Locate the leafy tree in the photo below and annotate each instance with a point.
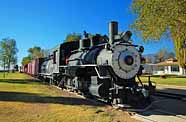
(36, 52)
(73, 37)
(8, 51)
(157, 18)
(26, 60)
(160, 56)
(148, 60)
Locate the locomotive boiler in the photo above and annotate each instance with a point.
(107, 68)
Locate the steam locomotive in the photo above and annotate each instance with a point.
(100, 67)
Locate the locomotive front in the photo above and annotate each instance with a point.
(108, 70)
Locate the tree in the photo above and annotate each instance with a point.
(8, 51)
(73, 37)
(26, 60)
(36, 52)
(163, 54)
(157, 18)
(160, 56)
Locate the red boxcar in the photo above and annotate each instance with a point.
(34, 67)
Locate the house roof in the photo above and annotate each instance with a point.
(168, 62)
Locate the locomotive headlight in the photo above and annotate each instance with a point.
(125, 61)
(129, 60)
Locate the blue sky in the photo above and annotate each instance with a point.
(46, 23)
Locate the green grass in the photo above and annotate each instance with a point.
(169, 80)
(23, 100)
(15, 75)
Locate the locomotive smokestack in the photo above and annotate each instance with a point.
(113, 30)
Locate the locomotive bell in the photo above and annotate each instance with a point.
(113, 30)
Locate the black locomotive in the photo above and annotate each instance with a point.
(101, 67)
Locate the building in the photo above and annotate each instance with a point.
(167, 67)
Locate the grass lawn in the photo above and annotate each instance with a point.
(29, 101)
(179, 81)
(14, 76)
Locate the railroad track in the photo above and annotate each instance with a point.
(171, 95)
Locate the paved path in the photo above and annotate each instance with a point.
(164, 110)
(172, 89)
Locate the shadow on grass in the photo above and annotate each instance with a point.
(20, 81)
(37, 98)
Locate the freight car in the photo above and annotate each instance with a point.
(33, 68)
(101, 67)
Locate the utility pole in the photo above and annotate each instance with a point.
(5, 56)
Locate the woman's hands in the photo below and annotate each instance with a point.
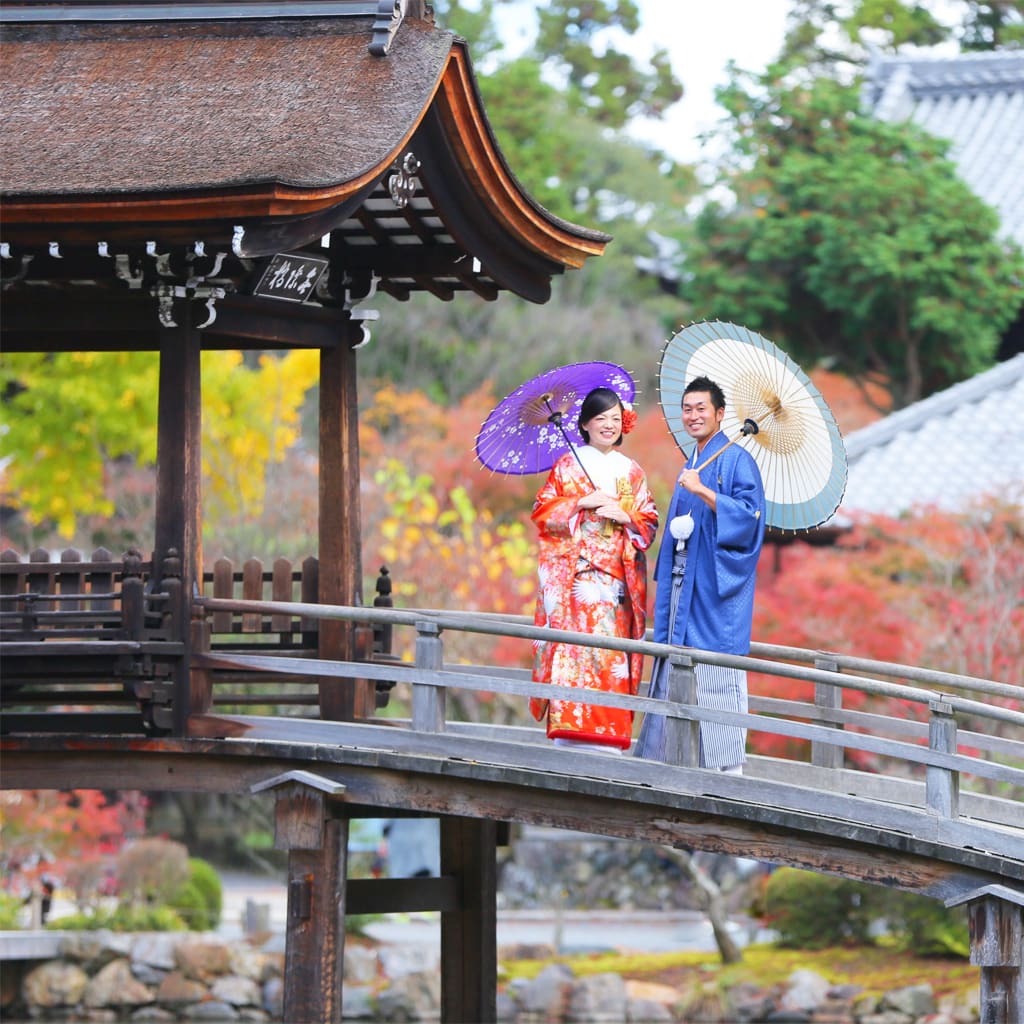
- - - -
■ What the task requires
Please put all of the data above into a numbered list with one line per item, skipping blank lines and leaving out the pictures.

■ The completed task
1. Locate the leafy tree in the photo below and annotate each instance with a point.
2. (36, 52)
3. (73, 37)
4. (8, 51)
5. (157, 18)
6. (26, 60)
7. (160, 56)
8. (148, 60)
9. Locate the locomotive boiler in the photo above and annotate each instance with a point.
10. (107, 68)
11. Locate the steam locomotive in the photo above and annotate each instance with a point.
12. (100, 67)
13. Locate the locomotive front in the photo above and annotate each instance with a point.
14. (108, 70)
15. Locate the tree in the photo above and annotate each instance with a point.
16. (8, 51)
17. (73, 37)
18. (26, 60)
19. (36, 52)
20. (163, 54)
21. (157, 18)
22. (160, 56)
23. Locate the red boxcar in the photo above and annotate each instance with a point.
24. (34, 67)
25. Locate the house roof in the photo above and annotate each instance with a point.
26. (168, 62)
27. Locate the locomotive headlight in the photo above and annotate each instance with a point.
28. (125, 61)
29. (129, 60)
30. Locate the blue sky in the photo above and annotate each instance with a point.
31. (46, 23)
32. Locate the green grass in the photo above and annotate each instance with a point.
33. (169, 80)
34. (23, 100)
35. (15, 75)
36. Locate the locomotive smokestack in the photo above and annotate each instance with a point.
37. (113, 30)
38. Locate the locomotive bell in the photo above and annotate each instance with a point.
39. (113, 30)
40. Locate the black locomotive in the photo above and annotate each instance with a point.
41. (101, 67)
42. Locate the building in the photo above and annotate each instance with a point.
43. (167, 67)
44. Locate the grass lawn in the photo above and annotate each instance with a point.
45. (29, 101)
46. (179, 81)
47. (14, 76)
48. Locate the railroad track in the photo above and annotate each instance with a point.
49. (171, 95)
50. Locate the paved path in the photo above and annotate each instance with a point.
51. (164, 110)
52. (172, 89)
53. Locate the shadow on grass in the photo above and annotate each instance with a point.
54. (20, 81)
55. (37, 98)
56. Locate the freight car in the photo above and annotate each instance with a point.
57. (33, 68)
58. (101, 67)
59. Locate the utility pole in the photo above and annotate each instance with a point.
60. (5, 56)
61. Locate the woman's hands in the photo below and annotate each instance with a point.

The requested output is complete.